> **Required action**
Please carry the passage on graphene-on-wafer technology further, starting right after its final sentence.

> **Supplied passage**
════════════════

Carbon exists in several physical forms, the most familiar being diamond and graphite (pencil lead). An additional structure called graphene was discovered in 2004. Graphene is a single sheet of carbon, one atom thick, that can also form tubes. The material has extraordinary strength, electrical conductivity, and other properties. One of the many newly discovered uses for graphene is as microprocessor ‘interconnects’. These function as the internal wires of a chip, connecting its various micro-components. Current interconnects are made from copper, but graphene is a more efficient conductor. For this application to be feasible, graphene must be made compatible with existing industrial semiconductor tools and processes. This will involve integrating graphene into standard semiconductor substrates. However, semiconductor factories have very demanding purity requirements which, so far, have been proven difficult to meet. The EU-funded G4SEMI project developed a solution that meets factory requirements, and offers graphene on a substrate that can be easily integrated into existing processes. The result is a new technology called graphene on wafer. The team demonstrated its suitability and scaled up its manufacture.
From prototype to pre-production stage
G4SEMI, as a phase-2 project, builds on the chemical vapour deposition (CVD) synthesis transfer technology developed in the EU funded Graphene Flagship project. This earlier project worked with potential customers to understand their needs and limitations. With that input, G4SEMI moved the graphene-on-wafer technology from a prototype to pre-production stage for the commercial semiconductor industry. “With CVD,” explains Jesus de la Fuente, G4SEMI coordinator, “we can deposit a high quality graphene layer on top of a special catalyst in a CVD reactor.” Catalysts accelerate chemical reactions. The first step in the deposition process involves preparing a copper-based catalyst, which creates a high quality graphene layer in the CVD reactor. The next step is growing a graphene layer on the catalyst. This involves putting the catalyst into the reactor under perfect temperature and pressure conditions. Any carbon gas can be the carbon source.

════════════════

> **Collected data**
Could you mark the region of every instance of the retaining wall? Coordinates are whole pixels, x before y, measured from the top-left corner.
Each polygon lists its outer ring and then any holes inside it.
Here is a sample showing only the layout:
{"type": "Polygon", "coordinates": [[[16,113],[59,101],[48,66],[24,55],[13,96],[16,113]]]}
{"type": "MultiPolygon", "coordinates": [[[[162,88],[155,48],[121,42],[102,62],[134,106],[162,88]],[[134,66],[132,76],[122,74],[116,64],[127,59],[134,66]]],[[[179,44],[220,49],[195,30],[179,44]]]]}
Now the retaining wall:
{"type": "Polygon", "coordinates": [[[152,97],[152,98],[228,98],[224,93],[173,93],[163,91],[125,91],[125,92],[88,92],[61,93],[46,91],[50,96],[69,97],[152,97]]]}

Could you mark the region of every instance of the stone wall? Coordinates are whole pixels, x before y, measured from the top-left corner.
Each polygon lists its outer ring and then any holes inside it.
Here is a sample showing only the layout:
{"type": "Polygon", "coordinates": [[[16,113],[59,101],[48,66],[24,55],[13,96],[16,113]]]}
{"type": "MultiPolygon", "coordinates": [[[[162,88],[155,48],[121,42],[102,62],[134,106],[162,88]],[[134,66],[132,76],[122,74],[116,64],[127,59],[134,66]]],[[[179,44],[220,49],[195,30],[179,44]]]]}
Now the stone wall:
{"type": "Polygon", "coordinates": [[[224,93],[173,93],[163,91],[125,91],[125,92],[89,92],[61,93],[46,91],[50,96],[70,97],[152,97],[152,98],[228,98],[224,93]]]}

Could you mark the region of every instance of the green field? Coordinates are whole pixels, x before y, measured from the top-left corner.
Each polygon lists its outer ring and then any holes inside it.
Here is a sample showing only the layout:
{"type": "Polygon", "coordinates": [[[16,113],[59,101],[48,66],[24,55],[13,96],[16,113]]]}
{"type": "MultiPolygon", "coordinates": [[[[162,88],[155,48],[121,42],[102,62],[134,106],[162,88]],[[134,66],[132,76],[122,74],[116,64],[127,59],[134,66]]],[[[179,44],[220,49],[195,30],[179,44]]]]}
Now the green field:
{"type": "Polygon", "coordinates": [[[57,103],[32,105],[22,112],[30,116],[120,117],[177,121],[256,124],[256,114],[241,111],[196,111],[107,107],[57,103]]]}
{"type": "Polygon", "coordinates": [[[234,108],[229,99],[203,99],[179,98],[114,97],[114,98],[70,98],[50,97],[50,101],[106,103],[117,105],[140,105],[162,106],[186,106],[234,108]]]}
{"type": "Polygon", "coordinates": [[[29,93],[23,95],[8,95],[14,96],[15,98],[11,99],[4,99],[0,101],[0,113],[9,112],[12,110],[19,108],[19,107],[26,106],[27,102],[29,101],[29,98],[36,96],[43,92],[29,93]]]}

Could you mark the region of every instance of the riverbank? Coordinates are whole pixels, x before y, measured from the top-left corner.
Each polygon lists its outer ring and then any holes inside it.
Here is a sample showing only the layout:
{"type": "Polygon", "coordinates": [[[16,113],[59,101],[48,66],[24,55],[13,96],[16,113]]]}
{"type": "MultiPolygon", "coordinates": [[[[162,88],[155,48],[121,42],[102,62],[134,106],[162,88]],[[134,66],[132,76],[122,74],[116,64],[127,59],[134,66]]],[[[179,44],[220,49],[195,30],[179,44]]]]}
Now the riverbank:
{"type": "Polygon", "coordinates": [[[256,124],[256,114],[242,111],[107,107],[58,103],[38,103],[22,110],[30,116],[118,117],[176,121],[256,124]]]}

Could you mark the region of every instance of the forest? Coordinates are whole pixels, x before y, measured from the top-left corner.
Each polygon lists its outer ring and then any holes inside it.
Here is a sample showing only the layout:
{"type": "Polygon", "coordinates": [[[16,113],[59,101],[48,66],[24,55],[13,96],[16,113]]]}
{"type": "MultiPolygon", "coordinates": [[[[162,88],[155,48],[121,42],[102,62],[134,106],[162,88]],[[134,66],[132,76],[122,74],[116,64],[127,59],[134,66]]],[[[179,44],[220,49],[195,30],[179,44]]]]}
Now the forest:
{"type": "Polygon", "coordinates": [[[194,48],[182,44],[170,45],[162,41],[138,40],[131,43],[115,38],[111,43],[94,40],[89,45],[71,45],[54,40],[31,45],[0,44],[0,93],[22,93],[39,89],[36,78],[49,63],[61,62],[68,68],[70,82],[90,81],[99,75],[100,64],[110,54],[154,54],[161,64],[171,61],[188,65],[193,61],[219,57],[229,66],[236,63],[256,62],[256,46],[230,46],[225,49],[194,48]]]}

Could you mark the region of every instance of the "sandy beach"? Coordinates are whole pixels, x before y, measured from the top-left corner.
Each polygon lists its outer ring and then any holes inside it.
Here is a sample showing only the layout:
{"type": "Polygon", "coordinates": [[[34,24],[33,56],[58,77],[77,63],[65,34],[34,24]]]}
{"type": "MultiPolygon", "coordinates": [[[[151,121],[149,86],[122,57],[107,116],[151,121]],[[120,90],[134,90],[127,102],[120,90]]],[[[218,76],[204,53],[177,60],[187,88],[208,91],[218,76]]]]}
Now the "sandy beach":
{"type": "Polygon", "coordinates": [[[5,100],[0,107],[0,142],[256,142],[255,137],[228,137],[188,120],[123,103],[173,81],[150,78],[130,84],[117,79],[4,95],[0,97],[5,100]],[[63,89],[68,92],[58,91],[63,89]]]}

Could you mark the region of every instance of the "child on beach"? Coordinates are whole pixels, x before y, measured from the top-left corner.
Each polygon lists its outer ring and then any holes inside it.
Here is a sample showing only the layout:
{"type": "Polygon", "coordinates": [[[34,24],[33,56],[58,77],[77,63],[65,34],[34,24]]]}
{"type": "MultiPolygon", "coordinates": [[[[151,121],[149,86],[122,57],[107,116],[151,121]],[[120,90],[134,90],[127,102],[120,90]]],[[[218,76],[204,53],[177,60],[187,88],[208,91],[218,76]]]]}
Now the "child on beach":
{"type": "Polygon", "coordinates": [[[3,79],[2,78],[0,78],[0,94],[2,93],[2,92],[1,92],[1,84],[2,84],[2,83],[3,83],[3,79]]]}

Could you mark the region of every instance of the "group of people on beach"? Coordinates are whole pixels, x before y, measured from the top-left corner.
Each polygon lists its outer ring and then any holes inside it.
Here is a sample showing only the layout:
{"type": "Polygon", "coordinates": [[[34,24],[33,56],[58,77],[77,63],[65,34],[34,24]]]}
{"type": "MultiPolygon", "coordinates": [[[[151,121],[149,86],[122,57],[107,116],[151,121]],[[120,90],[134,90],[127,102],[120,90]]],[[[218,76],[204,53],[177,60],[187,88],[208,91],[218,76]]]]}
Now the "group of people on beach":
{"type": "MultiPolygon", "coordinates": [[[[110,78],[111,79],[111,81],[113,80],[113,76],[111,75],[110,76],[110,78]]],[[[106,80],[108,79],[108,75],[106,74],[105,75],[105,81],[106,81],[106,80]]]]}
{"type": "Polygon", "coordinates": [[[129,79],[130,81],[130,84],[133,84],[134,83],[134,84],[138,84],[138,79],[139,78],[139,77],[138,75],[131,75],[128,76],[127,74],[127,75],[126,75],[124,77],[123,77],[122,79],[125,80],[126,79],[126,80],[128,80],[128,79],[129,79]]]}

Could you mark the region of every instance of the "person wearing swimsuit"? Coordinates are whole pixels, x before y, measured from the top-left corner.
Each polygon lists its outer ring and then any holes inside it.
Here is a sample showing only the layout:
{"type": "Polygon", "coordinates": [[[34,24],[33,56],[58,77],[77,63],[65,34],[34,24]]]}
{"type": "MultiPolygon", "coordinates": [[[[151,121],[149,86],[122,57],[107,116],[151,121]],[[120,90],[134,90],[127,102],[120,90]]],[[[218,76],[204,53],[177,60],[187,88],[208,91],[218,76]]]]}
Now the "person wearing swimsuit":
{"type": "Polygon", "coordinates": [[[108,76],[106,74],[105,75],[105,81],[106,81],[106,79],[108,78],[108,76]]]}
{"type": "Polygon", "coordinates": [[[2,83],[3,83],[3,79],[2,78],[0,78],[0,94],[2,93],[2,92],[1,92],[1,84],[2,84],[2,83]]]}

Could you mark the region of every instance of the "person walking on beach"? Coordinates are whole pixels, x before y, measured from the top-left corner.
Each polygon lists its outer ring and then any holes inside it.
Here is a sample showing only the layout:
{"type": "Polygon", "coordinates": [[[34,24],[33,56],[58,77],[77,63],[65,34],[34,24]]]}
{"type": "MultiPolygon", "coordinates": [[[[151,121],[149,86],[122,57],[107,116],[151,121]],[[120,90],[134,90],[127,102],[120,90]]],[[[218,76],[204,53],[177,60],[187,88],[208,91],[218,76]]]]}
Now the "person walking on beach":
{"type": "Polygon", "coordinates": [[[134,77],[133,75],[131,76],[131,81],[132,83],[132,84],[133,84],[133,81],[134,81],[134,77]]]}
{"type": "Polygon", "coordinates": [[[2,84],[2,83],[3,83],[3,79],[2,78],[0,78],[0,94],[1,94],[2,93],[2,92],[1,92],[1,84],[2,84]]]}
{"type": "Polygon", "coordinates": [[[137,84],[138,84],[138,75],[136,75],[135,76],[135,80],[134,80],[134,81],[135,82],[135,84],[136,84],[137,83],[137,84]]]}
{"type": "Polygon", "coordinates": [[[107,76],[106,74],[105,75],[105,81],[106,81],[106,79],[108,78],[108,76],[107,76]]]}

════════════════

> **Output for this task**
New transfer process and demonstrations
Customers need the graphene on a specific wafer, so it can be used in existing factories. “To achieve that,” continues de la Fuente, “we have developed a transfer process where we take the graphene layer from the substrate and move it to the carrier wafer.” The customer can insert this wafer into their standard manufacturing processes. The team demonstrated effective use of the new methods in CMOS (complementary metal-oxide semiconductor) factories that represent the vast bulk of the market. A key element was upscaling production of the wafers at the 200 mm scale that industry needs. Following the project’s success, the team has concluded a supply agreement with key industrial partners. This will involve increasing production capacity by 25 times. Using graphene for interconnects removes a key bottleneck in microprocessor speed. The technology will be applied to the manufacture of advanced medical biosensors with vastly improved sensitivity. It will also be applied to optical switches able to move 100 times more data than the existing optical fibres, and chips with higher memory densities.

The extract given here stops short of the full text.